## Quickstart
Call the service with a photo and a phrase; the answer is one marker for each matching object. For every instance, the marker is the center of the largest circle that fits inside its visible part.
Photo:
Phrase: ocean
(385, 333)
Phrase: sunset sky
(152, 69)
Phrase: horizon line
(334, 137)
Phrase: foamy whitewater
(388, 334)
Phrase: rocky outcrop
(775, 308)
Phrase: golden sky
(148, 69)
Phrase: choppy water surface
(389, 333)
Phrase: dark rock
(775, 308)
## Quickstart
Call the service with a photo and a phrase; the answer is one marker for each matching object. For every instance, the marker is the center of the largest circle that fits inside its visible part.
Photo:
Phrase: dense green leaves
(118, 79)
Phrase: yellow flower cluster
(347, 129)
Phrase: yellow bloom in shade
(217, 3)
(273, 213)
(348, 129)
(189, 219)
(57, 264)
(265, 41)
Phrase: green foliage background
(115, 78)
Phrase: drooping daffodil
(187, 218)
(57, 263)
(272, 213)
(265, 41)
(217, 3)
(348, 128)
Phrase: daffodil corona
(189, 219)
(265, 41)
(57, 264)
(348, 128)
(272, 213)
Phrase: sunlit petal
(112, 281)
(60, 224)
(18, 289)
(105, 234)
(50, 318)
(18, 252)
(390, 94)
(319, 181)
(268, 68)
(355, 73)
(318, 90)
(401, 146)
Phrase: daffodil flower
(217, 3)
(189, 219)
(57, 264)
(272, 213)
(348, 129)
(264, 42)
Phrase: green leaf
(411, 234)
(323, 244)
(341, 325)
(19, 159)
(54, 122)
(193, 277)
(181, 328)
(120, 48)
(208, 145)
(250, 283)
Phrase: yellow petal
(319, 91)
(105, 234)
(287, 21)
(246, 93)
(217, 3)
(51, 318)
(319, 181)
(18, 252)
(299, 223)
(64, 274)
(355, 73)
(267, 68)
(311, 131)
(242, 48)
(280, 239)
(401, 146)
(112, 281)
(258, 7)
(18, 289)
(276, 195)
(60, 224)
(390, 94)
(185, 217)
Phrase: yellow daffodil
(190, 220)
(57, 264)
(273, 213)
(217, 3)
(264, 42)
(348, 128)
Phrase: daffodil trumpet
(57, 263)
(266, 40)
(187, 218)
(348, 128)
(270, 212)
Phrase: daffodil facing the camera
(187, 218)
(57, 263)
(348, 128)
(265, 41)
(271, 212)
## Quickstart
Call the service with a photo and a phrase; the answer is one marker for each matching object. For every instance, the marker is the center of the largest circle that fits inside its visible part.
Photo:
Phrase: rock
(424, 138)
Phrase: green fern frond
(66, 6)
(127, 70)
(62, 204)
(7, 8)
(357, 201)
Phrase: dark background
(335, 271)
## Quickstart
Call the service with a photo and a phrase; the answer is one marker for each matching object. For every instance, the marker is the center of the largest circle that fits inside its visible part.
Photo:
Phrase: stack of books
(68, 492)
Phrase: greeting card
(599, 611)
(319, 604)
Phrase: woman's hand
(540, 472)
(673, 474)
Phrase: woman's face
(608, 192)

◆ ◆ ◆ ◆ ◆ ◆ ◆

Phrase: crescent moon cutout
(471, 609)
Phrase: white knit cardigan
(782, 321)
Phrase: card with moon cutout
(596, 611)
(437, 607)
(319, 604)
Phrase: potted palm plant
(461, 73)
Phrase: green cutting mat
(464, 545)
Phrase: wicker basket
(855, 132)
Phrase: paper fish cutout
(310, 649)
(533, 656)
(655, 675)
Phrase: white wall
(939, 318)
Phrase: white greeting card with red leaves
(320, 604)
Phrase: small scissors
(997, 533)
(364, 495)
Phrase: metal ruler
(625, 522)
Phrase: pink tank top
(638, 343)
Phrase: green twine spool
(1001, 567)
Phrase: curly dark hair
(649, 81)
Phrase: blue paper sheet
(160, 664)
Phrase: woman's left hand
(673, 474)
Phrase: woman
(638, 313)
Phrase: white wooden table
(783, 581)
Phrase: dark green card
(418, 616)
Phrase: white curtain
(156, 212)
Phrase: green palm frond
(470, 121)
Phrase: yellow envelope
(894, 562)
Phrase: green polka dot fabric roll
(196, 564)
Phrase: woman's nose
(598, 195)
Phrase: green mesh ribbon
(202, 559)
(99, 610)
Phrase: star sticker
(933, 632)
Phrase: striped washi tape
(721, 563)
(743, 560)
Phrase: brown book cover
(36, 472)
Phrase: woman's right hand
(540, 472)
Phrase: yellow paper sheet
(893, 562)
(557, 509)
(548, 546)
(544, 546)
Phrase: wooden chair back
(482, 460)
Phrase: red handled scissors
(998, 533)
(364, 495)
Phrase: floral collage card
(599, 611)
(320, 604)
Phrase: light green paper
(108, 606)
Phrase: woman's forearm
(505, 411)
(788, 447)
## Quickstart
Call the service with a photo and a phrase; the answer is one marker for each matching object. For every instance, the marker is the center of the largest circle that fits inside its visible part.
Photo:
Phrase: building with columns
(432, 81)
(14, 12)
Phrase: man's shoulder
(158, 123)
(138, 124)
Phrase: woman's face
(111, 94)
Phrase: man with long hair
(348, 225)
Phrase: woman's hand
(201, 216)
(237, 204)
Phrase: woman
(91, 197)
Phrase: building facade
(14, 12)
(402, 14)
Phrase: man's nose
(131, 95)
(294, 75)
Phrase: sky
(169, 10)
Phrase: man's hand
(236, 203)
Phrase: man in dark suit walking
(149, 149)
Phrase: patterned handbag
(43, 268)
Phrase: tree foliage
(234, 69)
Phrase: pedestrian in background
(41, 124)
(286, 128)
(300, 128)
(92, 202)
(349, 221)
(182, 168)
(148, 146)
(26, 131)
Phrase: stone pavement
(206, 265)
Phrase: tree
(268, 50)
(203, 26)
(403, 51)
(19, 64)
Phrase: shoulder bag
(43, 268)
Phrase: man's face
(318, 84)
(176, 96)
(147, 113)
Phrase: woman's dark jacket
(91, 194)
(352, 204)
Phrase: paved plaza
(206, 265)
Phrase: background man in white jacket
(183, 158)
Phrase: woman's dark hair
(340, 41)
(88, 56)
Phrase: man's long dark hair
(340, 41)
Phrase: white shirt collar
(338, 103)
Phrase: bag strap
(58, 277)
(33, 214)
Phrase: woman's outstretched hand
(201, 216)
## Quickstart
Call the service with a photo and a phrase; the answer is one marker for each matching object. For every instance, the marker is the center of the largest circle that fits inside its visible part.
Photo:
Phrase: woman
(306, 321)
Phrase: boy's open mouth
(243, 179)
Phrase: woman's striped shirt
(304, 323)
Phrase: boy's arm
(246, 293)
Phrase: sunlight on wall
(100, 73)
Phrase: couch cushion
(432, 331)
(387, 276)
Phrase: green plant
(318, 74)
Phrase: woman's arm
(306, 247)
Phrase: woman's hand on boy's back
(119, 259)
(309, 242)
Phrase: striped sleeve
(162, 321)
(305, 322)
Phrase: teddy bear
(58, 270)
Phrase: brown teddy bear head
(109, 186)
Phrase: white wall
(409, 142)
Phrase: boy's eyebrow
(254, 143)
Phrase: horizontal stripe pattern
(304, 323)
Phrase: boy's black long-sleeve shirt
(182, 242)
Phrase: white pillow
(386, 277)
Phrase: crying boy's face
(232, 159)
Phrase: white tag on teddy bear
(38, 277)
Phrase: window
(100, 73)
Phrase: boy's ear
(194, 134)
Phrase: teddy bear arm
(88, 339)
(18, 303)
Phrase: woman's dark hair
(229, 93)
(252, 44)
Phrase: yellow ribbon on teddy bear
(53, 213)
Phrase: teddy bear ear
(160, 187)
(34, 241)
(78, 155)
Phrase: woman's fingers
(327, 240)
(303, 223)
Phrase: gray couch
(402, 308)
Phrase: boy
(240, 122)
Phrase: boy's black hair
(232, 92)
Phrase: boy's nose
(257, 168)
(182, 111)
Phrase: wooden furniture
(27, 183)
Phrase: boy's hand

◆ ◆ ◆ ◆ ◆ ◆ ◆

- **Aim**
Arrange the material as a numbered list, starting at the line that contains "Phrase: white pillow" and ending at the line that contains "Phrase: boy's hand", with both of those lines included. Leave out any blank lines.

- **Full solution**
1. Phrase: white pillow
2. (386, 277)
3. Phrase: crying boy's face
4. (232, 159)
5. Phrase: white tag on teddy bear
6. (38, 277)
7. Phrase: window
8. (100, 73)
9. Phrase: boy's ear
10. (194, 134)
11. Phrase: teddy bear arm
12. (88, 339)
13. (18, 303)
14. Phrase: woman's dark hair
15. (229, 93)
16. (252, 44)
17. Phrase: yellow ribbon on teddy bear
18. (53, 213)
19. Phrase: teddy bear ear
20. (160, 187)
21. (34, 241)
22. (78, 155)
23. Phrase: woman's fingers
24. (327, 240)
25. (303, 223)
26. Phrase: gray couch
27. (402, 308)
28. Phrase: boy
29. (240, 122)
30. Phrase: boy's black hair
31. (232, 92)
32. Phrase: boy's nose
33. (257, 168)
34. (182, 111)
35. Phrase: wooden furniture
36. (27, 183)
37. Phrase: boy's hand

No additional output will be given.